(Stored records)
◆ ◆ ◆ ◆
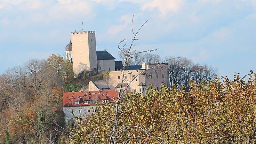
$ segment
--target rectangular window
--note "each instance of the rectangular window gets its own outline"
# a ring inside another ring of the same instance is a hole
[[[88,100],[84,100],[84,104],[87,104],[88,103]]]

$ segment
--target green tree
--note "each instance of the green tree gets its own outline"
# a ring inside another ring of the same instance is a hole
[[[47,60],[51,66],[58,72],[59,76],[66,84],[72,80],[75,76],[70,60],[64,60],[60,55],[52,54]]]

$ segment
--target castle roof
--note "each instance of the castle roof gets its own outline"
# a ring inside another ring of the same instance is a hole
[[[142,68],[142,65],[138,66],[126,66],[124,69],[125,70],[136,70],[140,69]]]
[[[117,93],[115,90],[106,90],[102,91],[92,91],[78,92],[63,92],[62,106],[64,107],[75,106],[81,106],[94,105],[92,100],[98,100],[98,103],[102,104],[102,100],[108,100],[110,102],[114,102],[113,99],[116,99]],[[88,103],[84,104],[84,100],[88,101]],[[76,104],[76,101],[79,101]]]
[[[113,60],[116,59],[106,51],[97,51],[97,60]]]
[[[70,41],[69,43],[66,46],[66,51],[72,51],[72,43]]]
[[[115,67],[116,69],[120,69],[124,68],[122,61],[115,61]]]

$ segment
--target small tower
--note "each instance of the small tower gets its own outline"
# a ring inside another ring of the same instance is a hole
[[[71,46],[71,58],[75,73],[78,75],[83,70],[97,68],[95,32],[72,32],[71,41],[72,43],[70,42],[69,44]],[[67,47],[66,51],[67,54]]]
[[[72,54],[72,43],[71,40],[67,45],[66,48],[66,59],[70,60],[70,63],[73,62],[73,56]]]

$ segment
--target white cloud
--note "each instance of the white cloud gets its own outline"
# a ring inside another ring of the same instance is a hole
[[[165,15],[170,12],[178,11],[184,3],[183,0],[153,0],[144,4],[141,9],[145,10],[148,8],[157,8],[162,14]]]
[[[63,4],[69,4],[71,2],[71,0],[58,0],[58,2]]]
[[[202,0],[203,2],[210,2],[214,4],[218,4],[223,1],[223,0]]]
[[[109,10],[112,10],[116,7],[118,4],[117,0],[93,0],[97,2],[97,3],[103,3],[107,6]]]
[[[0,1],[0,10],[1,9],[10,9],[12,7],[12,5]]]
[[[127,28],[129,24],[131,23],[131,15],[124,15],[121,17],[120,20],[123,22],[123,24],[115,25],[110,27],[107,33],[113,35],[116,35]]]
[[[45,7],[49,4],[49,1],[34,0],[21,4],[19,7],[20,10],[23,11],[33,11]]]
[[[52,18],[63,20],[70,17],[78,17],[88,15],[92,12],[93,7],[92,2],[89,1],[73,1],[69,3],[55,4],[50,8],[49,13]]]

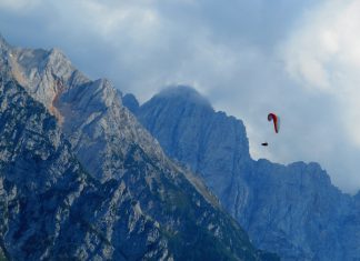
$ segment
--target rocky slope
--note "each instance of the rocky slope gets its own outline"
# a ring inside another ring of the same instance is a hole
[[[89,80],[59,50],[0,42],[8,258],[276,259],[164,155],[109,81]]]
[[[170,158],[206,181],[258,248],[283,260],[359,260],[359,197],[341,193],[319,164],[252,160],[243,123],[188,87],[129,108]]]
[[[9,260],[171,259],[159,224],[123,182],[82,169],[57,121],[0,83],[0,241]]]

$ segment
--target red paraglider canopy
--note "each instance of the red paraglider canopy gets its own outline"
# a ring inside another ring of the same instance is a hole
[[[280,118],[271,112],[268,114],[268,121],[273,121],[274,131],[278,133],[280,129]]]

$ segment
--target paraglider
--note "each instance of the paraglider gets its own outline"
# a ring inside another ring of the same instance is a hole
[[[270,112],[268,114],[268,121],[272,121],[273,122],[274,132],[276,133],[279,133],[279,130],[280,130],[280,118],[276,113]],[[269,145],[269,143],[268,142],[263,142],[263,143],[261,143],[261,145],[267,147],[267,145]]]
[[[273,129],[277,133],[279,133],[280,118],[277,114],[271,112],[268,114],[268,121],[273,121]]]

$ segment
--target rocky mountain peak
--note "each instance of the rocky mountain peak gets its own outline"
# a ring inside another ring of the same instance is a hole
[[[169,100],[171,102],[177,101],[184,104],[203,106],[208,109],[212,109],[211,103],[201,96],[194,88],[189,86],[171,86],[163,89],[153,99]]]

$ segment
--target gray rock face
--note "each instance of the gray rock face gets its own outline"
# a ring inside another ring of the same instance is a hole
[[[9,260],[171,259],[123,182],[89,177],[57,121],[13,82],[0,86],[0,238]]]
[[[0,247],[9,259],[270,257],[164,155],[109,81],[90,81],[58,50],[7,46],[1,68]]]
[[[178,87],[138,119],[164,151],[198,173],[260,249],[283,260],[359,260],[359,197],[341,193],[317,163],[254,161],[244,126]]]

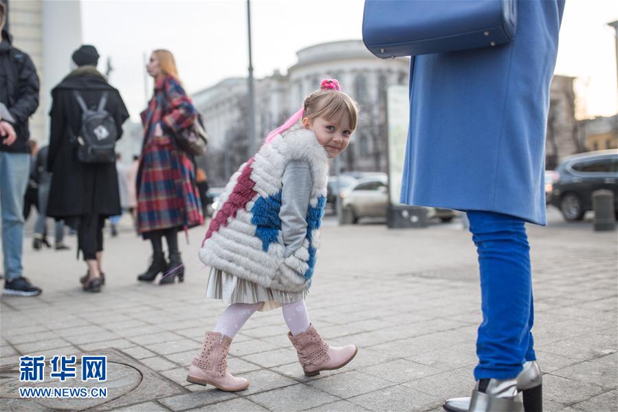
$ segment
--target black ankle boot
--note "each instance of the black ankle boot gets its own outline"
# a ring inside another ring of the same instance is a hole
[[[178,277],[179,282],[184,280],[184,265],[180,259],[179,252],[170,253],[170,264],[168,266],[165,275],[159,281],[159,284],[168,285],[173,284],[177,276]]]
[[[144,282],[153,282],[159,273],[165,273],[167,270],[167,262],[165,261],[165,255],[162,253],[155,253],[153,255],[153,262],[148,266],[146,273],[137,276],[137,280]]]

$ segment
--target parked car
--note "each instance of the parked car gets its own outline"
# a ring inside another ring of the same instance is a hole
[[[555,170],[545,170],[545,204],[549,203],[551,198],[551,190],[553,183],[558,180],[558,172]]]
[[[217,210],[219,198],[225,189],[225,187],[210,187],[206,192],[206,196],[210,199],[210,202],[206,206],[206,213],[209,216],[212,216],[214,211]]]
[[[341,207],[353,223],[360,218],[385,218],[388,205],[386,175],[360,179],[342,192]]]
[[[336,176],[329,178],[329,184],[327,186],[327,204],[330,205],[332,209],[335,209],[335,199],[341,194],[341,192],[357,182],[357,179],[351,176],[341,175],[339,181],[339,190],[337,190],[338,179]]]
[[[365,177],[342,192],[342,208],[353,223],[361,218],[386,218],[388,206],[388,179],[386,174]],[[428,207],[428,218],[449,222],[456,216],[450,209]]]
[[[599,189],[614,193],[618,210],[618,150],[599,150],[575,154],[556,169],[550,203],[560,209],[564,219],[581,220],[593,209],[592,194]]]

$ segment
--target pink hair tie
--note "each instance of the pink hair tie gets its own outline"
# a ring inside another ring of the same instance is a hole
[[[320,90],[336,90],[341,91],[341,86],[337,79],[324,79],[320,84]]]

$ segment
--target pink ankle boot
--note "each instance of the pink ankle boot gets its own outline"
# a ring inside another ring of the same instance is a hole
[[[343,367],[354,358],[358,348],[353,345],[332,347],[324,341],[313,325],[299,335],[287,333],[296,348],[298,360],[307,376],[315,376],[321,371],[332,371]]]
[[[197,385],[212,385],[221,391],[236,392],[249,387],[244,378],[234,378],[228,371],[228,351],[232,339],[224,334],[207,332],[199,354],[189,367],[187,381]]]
◆ ◆ ◆ ◆
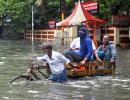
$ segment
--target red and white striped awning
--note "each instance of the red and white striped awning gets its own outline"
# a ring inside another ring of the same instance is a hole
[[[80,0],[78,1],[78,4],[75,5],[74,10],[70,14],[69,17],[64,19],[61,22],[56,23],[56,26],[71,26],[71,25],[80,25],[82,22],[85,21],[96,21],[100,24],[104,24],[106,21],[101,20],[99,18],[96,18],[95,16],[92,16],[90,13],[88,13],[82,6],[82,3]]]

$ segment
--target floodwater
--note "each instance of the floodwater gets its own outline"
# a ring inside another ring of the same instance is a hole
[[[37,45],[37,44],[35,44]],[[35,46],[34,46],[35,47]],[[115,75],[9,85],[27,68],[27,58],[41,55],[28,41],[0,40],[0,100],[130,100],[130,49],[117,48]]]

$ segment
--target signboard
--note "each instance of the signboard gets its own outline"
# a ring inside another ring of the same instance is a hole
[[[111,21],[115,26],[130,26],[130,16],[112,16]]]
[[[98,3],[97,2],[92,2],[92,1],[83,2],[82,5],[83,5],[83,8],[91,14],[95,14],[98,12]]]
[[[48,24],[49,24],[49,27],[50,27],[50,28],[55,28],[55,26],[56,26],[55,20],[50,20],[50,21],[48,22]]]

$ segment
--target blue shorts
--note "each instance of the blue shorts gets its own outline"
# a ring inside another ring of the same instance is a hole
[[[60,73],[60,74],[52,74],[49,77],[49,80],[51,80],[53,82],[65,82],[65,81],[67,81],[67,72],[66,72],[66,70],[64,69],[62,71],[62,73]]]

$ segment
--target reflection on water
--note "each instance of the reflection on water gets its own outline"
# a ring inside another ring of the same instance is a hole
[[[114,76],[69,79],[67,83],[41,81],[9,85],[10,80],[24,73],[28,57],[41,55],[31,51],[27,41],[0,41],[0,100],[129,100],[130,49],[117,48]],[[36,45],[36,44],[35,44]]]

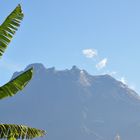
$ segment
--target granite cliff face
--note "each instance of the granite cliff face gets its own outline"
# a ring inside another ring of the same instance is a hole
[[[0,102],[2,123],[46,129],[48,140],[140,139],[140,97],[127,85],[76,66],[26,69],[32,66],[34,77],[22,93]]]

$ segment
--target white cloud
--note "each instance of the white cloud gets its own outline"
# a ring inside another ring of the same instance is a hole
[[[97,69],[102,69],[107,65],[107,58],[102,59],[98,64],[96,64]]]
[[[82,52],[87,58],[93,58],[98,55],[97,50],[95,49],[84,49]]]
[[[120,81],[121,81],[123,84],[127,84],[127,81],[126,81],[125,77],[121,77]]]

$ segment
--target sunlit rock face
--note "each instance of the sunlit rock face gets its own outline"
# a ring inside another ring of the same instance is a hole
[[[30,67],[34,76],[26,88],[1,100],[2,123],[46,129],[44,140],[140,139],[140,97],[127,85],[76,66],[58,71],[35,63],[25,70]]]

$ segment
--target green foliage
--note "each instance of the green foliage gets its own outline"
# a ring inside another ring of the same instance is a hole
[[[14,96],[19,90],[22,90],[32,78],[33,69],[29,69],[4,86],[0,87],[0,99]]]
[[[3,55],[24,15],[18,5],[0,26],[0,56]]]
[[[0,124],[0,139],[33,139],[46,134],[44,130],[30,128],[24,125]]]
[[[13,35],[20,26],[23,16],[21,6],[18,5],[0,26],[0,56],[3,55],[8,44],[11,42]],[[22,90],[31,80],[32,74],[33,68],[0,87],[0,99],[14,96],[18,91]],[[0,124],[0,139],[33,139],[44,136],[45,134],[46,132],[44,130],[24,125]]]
◆ ◆ ◆ ◆
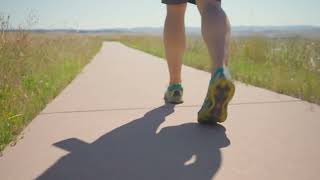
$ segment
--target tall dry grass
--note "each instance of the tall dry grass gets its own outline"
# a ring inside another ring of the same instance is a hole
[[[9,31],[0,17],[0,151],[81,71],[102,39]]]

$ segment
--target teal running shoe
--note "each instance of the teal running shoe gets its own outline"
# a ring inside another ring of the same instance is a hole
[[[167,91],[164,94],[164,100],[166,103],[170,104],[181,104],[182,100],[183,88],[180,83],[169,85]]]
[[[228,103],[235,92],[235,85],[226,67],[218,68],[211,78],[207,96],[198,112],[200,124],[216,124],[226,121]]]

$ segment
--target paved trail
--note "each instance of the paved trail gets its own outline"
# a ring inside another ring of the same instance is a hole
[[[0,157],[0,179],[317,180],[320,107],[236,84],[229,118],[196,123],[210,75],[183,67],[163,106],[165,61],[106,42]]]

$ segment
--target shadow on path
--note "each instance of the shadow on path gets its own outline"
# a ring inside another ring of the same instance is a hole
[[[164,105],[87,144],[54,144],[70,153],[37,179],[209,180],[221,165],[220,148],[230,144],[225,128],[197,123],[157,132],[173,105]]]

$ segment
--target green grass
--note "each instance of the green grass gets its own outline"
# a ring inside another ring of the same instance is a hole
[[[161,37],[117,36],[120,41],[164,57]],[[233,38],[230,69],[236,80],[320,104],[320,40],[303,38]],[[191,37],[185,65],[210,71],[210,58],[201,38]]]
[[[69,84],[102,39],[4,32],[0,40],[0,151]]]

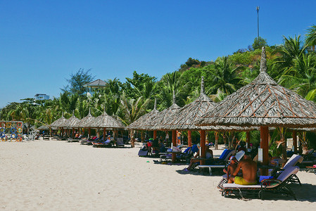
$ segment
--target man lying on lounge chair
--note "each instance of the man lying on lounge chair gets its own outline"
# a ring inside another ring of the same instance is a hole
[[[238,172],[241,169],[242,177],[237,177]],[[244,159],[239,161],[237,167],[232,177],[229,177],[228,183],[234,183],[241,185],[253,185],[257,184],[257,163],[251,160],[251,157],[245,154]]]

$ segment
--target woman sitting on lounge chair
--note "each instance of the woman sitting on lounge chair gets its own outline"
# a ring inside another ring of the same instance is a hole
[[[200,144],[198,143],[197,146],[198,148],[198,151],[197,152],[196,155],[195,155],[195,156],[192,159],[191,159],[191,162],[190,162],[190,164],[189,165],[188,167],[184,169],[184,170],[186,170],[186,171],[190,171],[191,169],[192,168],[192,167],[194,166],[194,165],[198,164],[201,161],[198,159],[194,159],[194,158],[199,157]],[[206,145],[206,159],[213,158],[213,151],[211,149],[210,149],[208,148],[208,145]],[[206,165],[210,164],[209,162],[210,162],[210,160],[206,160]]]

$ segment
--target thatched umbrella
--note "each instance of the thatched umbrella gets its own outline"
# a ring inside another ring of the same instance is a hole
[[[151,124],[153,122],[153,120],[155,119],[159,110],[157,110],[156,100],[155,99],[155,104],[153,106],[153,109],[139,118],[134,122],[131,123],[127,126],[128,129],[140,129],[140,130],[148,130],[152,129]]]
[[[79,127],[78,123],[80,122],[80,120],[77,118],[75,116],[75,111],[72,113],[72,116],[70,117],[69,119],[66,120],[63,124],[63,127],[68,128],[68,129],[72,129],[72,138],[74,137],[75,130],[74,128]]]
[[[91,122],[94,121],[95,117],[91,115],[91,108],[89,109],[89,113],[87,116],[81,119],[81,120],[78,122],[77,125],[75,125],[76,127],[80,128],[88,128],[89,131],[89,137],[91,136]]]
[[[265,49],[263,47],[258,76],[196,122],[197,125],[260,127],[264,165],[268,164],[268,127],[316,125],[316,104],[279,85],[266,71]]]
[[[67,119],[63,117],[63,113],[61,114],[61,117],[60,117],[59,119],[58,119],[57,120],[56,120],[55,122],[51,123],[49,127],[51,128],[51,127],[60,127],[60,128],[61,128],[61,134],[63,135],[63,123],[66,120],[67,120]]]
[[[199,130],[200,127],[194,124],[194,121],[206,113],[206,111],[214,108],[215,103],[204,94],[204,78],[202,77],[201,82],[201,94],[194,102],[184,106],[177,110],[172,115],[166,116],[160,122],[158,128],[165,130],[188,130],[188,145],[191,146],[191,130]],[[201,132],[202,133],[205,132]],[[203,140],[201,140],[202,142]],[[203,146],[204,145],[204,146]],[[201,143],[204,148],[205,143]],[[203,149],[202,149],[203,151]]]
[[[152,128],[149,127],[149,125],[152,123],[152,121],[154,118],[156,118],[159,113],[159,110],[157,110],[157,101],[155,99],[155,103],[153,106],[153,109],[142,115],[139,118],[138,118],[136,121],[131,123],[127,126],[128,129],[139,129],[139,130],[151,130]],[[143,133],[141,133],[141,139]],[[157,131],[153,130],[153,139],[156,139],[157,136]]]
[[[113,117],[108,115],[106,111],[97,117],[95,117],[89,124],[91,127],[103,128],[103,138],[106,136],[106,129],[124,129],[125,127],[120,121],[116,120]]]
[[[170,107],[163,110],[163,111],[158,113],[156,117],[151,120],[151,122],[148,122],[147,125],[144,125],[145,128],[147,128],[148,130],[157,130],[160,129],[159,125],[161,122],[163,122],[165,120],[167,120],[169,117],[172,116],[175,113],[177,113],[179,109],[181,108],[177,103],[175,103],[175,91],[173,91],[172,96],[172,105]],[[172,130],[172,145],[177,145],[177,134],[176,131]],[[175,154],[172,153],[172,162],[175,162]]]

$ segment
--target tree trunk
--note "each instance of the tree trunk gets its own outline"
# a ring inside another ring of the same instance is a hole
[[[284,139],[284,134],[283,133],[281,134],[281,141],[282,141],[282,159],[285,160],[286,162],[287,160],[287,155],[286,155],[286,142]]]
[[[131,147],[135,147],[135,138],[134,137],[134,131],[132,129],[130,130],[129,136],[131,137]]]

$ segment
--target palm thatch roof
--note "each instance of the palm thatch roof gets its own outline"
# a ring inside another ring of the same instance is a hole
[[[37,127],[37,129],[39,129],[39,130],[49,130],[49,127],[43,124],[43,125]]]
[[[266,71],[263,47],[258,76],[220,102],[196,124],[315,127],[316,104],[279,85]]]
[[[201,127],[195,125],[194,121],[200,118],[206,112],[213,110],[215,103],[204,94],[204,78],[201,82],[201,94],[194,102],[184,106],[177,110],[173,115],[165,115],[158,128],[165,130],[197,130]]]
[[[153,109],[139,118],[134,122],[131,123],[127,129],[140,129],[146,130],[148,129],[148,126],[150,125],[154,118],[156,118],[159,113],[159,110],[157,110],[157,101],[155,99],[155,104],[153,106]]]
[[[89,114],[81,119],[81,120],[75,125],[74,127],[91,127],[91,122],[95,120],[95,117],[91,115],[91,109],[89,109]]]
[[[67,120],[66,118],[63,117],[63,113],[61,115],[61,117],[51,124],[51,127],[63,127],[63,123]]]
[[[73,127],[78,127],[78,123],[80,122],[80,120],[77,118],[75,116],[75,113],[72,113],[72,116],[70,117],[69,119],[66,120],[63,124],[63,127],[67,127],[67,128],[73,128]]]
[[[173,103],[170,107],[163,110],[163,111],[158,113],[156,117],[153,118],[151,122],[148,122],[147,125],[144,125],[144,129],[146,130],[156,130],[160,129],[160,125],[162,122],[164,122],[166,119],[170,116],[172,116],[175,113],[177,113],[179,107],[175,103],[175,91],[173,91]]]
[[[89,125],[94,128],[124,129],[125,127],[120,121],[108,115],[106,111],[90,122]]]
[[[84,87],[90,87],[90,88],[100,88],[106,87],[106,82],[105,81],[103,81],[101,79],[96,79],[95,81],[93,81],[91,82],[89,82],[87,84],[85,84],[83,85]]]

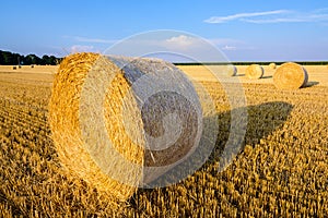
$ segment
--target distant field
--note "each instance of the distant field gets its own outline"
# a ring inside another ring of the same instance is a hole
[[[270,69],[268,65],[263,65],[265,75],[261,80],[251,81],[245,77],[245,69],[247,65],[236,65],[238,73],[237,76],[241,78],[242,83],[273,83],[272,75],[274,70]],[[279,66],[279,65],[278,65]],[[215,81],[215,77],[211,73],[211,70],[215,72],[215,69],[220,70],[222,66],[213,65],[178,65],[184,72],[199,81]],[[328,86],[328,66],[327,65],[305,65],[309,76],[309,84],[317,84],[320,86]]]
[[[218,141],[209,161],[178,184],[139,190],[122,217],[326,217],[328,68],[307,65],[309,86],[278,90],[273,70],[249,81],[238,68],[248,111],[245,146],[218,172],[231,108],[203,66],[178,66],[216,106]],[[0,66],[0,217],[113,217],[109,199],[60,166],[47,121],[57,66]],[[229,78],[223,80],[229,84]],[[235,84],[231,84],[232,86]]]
◆ ◆ ◆ ◆
Which lines of the material contain the word "rocky"? Gather each such line, counting only matches where the case is the same.

# Answer to the exercise
--target rocky slope
--note "each instance of the rocky slope gets its own outline"
--target rocky mountain peak
--note "each instance of the rocky mountain peak gets its own outline"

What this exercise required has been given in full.